(What to produce): Please copy the lines below word for word, starting at the first line and ending at the line that contains "box: [82, 107, 107, 133]", both included. Leave the pictures out of your copy.

··· Given data

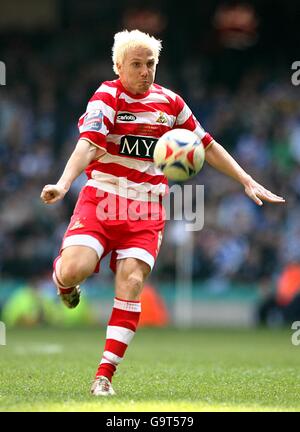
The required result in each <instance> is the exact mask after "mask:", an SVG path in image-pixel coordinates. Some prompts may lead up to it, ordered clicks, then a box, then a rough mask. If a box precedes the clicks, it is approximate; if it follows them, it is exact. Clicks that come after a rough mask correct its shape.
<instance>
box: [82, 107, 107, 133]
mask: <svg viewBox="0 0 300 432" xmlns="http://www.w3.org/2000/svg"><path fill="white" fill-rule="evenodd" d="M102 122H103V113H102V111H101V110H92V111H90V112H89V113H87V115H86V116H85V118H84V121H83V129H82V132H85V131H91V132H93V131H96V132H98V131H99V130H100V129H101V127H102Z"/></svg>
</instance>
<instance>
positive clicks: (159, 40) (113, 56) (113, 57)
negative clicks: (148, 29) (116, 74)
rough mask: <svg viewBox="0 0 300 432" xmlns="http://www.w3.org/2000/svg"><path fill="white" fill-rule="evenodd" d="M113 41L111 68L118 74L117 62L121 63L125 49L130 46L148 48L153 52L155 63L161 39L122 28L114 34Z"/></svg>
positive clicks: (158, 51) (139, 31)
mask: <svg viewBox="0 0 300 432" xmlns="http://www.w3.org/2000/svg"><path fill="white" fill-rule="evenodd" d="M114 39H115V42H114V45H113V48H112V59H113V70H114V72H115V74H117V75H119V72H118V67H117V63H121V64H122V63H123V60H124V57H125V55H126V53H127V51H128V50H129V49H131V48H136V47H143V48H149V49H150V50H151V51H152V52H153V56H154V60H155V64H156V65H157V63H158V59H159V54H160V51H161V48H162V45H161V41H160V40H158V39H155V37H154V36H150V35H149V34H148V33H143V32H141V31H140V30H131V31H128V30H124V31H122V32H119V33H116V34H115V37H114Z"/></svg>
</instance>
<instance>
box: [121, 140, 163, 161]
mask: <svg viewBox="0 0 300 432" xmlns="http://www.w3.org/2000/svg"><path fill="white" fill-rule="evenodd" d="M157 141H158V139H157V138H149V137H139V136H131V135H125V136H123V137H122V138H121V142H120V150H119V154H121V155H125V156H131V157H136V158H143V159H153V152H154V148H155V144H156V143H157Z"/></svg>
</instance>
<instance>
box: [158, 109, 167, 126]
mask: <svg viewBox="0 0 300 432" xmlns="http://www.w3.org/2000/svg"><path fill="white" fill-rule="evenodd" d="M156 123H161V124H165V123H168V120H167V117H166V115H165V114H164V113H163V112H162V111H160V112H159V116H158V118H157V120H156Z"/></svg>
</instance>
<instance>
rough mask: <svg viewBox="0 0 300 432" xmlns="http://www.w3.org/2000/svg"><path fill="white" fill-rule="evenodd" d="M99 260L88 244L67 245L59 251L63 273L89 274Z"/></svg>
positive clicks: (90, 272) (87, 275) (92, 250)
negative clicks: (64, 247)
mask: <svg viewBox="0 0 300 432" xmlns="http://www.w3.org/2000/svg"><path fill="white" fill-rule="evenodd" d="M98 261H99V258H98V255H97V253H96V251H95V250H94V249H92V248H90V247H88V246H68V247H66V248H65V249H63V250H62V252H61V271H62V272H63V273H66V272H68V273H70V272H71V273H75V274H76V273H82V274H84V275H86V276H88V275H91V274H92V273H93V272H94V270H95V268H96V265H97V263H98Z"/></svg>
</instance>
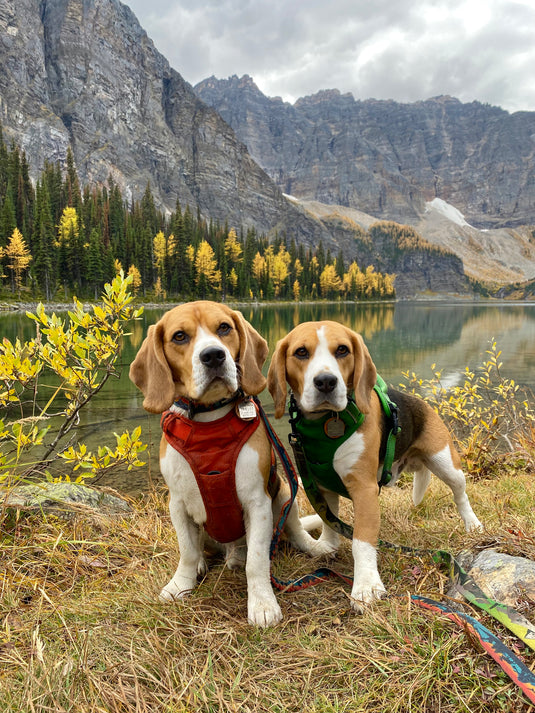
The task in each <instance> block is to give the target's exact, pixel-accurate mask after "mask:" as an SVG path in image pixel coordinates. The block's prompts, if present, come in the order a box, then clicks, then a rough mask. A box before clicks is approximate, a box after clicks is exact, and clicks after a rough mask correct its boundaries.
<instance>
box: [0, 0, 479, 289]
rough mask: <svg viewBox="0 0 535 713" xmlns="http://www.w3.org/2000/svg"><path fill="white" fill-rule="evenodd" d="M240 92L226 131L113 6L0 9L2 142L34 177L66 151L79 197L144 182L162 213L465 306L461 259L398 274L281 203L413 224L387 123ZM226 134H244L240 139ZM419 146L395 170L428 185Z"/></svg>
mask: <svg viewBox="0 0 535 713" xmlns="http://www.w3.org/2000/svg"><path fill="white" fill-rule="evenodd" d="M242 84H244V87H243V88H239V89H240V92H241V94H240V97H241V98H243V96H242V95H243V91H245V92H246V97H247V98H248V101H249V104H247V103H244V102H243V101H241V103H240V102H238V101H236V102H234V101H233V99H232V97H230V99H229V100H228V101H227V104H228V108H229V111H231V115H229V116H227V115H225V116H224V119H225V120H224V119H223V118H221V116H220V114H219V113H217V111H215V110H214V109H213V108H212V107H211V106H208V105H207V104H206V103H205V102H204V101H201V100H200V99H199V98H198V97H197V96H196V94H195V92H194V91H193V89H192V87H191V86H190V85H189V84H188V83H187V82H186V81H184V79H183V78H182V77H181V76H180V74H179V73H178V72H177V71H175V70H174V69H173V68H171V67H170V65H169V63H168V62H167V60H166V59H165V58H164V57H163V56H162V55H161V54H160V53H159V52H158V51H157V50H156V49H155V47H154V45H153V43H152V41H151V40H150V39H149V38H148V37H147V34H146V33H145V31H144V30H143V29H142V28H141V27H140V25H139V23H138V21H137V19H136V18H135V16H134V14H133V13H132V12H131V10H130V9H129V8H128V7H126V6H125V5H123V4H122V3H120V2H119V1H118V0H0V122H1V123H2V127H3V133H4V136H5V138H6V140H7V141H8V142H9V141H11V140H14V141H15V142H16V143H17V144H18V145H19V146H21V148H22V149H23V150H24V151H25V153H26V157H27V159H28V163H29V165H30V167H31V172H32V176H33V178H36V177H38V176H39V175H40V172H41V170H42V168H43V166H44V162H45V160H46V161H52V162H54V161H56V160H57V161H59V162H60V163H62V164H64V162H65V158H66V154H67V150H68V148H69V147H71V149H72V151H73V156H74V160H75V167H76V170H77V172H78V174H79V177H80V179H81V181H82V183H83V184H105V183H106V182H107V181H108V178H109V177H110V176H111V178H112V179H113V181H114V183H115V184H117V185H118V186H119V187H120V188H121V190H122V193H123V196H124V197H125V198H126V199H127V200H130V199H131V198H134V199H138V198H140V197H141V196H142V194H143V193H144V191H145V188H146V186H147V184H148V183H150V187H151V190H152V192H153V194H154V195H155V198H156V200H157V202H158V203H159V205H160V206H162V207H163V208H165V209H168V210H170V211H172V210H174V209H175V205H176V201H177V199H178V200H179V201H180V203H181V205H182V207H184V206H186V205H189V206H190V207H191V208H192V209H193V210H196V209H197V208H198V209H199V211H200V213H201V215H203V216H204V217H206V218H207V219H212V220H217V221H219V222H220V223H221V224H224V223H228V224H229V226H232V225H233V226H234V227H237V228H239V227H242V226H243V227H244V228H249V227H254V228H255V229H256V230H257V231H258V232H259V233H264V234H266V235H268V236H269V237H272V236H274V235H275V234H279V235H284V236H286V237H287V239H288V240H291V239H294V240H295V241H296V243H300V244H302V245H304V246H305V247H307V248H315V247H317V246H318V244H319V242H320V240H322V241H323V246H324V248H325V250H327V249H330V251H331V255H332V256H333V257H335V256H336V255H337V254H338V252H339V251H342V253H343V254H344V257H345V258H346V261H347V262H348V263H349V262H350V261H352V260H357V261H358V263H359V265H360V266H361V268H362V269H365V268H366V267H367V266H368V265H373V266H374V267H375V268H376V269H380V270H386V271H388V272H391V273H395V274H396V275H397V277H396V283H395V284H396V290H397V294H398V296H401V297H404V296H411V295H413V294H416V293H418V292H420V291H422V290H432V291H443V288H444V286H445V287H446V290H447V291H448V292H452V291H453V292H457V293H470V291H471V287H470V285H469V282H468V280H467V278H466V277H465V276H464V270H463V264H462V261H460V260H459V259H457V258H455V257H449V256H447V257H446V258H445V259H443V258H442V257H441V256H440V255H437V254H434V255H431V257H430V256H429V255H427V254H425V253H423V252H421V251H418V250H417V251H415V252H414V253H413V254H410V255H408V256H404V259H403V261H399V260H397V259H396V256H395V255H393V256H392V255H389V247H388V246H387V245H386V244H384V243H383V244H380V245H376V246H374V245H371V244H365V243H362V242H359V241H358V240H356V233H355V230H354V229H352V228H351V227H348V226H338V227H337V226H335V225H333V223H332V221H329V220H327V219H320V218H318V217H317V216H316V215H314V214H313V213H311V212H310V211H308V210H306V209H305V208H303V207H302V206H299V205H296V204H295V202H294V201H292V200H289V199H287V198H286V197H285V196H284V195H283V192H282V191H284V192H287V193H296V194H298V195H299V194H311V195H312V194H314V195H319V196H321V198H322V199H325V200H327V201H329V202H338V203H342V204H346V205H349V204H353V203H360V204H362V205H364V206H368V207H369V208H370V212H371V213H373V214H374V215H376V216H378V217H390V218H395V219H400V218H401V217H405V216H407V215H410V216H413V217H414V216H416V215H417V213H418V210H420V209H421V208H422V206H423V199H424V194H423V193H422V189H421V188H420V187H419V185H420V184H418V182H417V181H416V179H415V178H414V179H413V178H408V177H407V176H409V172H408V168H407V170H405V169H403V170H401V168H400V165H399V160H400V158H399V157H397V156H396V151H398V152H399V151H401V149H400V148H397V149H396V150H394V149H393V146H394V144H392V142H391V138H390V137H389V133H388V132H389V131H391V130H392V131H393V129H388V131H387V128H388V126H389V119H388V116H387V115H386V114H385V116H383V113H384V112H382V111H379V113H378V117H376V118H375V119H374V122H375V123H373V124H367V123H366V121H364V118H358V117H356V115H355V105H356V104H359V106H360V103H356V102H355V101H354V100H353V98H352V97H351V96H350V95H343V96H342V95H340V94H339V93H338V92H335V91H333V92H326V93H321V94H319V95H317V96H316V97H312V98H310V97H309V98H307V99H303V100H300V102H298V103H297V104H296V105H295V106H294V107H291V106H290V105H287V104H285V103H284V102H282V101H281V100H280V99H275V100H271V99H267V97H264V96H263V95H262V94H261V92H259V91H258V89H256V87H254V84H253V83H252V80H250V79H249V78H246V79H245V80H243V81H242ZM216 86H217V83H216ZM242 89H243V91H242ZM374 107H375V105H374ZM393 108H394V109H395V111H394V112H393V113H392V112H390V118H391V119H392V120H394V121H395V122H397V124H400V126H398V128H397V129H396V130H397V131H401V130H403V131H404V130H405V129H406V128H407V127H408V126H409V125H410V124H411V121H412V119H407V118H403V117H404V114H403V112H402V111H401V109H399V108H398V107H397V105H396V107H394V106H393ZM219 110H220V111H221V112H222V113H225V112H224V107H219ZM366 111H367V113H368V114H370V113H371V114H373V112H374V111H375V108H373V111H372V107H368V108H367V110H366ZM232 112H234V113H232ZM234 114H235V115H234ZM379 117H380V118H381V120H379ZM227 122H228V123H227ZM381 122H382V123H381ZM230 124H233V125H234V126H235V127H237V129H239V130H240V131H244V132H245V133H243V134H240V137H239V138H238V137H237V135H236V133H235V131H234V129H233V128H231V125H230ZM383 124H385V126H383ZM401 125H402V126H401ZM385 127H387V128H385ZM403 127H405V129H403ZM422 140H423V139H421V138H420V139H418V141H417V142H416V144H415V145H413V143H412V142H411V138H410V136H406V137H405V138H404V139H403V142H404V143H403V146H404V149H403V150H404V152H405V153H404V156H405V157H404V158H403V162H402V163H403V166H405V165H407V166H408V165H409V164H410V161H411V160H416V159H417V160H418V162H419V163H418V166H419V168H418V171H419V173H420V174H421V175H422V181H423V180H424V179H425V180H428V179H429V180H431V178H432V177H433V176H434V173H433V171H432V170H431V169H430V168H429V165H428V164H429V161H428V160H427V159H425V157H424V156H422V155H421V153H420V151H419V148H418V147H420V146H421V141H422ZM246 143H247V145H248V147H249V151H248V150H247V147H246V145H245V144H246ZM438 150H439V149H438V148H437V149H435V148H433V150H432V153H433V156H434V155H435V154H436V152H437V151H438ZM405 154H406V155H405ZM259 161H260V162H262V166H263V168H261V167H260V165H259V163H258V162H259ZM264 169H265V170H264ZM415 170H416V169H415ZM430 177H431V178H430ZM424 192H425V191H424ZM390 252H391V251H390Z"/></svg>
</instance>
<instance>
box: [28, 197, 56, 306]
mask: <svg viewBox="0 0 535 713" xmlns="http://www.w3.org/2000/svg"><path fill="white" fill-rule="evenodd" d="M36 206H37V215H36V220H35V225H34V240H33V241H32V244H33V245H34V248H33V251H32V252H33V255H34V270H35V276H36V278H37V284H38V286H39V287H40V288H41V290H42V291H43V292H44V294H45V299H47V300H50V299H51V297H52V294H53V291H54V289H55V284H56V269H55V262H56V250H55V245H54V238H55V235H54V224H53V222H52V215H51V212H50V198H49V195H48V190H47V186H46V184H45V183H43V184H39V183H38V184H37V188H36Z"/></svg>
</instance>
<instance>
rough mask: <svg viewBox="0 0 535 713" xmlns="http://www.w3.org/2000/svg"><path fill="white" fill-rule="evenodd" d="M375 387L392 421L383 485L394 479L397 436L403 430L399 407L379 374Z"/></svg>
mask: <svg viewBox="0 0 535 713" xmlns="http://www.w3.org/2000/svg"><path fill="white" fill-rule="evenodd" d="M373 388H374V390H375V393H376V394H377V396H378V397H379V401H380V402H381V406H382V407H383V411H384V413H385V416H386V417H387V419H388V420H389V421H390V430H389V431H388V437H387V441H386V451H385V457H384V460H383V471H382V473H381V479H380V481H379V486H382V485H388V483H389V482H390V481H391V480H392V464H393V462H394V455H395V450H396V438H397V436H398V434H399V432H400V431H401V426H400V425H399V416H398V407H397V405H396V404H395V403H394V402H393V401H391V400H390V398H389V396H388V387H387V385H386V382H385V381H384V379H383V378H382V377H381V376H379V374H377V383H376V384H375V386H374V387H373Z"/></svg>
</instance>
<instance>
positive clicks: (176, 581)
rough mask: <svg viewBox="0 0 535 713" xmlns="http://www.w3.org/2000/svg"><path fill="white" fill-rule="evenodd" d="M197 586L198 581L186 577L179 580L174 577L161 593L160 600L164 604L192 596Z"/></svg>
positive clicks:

······

(Response to this exercise):
The required result in each <instance> is the exact mask after "mask:", an SVG path in image-pixel coordinates. Some prompts may lead up to it, ordered clicks, then a box, then a rough mask. If a box precedes the clicks, it is approximate; if it follows them, it is exact. Clicks that come after a rough mask correct its shape.
<instance>
box: [82, 107, 107, 133]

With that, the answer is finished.